▶ _Exercise prompt_
Working from the entries that follow, retype each one without any alteration.
[Information Boundary: Start]
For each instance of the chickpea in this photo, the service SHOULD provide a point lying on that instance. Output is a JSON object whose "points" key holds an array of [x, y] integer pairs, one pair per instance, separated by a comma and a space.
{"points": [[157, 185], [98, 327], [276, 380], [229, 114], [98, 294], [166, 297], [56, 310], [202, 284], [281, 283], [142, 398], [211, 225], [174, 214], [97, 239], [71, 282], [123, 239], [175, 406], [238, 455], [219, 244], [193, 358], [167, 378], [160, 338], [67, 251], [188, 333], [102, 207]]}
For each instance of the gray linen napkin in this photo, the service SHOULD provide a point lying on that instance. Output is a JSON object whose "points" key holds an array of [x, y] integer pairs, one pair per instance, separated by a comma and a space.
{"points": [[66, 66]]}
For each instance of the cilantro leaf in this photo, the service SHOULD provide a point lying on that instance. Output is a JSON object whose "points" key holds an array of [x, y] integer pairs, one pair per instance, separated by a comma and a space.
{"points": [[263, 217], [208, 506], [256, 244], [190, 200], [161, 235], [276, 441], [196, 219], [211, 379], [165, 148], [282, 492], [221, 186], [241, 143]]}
[Information Boundary: End]
▶ _Solution_
For each instance of the chickpea in this photo, the service SHOULD provide a point lying on that instance. Output is a JSON object whose "points" key holds an array of [x, y] integer pairs, one pair per instance, separated by a comma and a space.
{"points": [[157, 185], [98, 327], [276, 380], [229, 114], [98, 294], [166, 297], [56, 310], [202, 284], [281, 283], [142, 398], [211, 225], [174, 214], [97, 239], [71, 282], [123, 239], [175, 406], [238, 455], [219, 244], [193, 358], [167, 378], [160, 338], [67, 251], [188, 333], [102, 207]]}
For each instance of the gray linen napkin in this photo, the service SHOULD provide a point lying on that instance. Output is a JSON object whose "points" key holds an array of [x, y] integer pairs, one pair per instance, separated by a comma and a space.
{"points": [[66, 66]]}
For each instance of the cilantro leaf in this photo, the service SHOULD provide a point lying on that instance. Output is a JSON object whose "points" key holds an array of [x, y] integer pairs, one pair per instance, separated by a comma and a space.
{"points": [[263, 217], [208, 506], [256, 244], [190, 200], [161, 235], [276, 441], [196, 219], [211, 379], [165, 148], [282, 492], [221, 186], [241, 143]]}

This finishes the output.